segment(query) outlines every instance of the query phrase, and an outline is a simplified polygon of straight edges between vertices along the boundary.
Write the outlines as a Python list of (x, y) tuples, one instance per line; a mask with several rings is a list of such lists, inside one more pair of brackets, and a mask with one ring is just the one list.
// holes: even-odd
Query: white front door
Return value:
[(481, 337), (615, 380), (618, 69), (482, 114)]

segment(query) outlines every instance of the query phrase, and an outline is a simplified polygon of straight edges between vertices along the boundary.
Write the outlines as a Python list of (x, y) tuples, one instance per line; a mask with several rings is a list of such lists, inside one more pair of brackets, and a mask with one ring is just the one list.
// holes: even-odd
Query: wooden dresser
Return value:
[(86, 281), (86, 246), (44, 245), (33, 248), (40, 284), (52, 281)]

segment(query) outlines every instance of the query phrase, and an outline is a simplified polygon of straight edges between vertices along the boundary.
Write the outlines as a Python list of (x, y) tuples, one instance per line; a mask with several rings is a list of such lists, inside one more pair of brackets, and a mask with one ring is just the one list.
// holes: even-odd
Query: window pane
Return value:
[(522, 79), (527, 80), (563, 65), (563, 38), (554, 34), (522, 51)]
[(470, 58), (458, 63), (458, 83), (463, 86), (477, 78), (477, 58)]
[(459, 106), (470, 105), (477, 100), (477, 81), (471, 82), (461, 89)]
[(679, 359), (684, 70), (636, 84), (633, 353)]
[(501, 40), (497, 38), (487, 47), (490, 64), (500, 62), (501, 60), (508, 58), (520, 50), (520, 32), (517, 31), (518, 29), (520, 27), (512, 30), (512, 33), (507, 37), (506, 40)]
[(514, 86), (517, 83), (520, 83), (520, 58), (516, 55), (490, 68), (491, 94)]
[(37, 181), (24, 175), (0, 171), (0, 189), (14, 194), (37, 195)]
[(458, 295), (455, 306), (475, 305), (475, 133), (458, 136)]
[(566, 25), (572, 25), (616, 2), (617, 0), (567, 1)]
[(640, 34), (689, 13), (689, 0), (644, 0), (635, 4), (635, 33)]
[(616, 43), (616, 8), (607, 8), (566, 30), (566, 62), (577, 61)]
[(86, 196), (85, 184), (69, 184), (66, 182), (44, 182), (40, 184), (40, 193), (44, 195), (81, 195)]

========================================

▶ **The problem**
Switch every "Return value" in the records above to "Output", and give the records again with nothing else changed.

▶ **Exercise answer**
segment(query) outlines every instance of the query phrase, and an outline is a simplified polygon of straight edges between vertices along the boundary.
Write the outlines as a Python list of (x, y) tuples, one instance per line; a mask with several rings is a list of such lists, inside one more pair of brackets, and a mask with one ring is just the one list.
// holes: even-odd
Query: white front door
Output:
[(481, 337), (615, 380), (618, 69), (482, 114)]

segment(query) outlines every instance of the query phrase, and an outline is a simplified polygon of straight edges between vertices along the boundary.
Write the outlines as a Python list of (x, y) tuples, one instance per line; a mask with several rings is a list of such lists, inside one more pair of brackets, and a mask with one ring is just the one list.
// holes: even-odd
Query: wooden dresser
Output:
[(86, 281), (86, 246), (44, 245), (33, 248), (40, 284), (52, 281)]

segment(query) outlines every instance of the query phrase, and an outline is a simplified polygon of straight edges between vertices along the boundary.
Write the outlines as a Python list of (x, y) tuples, one instance per line; a mask with several rings is a list of such lists, inside one more pair of brackets, and a mask with one ring is just the one list.
// holes: even-odd
Query: window pane
Output:
[(522, 79), (527, 80), (563, 65), (563, 38), (554, 34), (522, 51)]
[(470, 58), (458, 63), (458, 83), (463, 86), (477, 78), (477, 58)]
[(459, 106), (470, 105), (477, 100), (477, 81), (471, 82), (461, 89)]
[(679, 359), (684, 70), (636, 84), (633, 353)]
[(501, 40), (497, 38), (487, 47), (490, 64), (500, 62), (501, 60), (508, 58), (520, 50), (520, 32), (517, 31), (518, 29), (520, 27), (512, 30), (512, 33), (507, 37), (506, 40)]
[(514, 86), (517, 83), (520, 83), (520, 58), (516, 55), (490, 68), (491, 94)]
[(37, 181), (24, 175), (0, 171), (0, 189), (14, 194), (37, 195)]
[(458, 295), (455, 306), (475, 305), (475, 133), (458, 136)]
[(566, 25), (572, 25), (616, 2), (617, 0), (567, 1)]
[(640, 34), (689, 13), (689, 0), (644, 0), (635, 4), (635, 33)]
[(616, 43), (616, 8), (607, 8), (566, 30), (566, 62), (577, 61)]
[(86, 196), (85, 184), (69, 184), (66, 182), (44, 182), (40, 184), (40, 193), (44, 195), (81, 195)]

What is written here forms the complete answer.